• Exercise goal:
Report only how many lines of the data below contain the word "every".

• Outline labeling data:

-------------------------

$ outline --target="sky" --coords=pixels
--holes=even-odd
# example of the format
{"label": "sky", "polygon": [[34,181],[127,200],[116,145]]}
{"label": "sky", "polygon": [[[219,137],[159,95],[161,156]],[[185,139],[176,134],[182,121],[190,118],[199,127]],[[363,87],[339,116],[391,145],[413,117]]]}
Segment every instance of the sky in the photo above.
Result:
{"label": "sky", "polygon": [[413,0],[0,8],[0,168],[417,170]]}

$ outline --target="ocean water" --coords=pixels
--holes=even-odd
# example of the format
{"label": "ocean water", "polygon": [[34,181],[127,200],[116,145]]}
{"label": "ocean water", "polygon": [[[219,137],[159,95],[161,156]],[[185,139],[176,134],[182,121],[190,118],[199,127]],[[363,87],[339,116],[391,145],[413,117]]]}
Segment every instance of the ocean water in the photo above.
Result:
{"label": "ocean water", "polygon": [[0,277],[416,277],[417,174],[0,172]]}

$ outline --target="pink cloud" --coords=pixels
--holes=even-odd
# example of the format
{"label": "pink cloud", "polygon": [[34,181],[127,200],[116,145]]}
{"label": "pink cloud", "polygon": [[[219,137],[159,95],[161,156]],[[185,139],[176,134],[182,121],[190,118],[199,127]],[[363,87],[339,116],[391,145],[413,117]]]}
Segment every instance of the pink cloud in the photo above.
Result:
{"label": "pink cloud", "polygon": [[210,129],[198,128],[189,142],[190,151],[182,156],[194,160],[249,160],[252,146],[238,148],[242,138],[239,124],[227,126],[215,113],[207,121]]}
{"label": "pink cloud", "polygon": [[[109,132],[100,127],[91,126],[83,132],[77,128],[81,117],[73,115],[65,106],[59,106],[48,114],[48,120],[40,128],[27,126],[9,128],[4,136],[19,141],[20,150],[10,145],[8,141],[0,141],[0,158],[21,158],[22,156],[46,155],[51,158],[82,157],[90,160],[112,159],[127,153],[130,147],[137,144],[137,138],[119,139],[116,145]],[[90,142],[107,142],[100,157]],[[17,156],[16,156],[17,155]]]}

-------------------------

• Exercise output:
3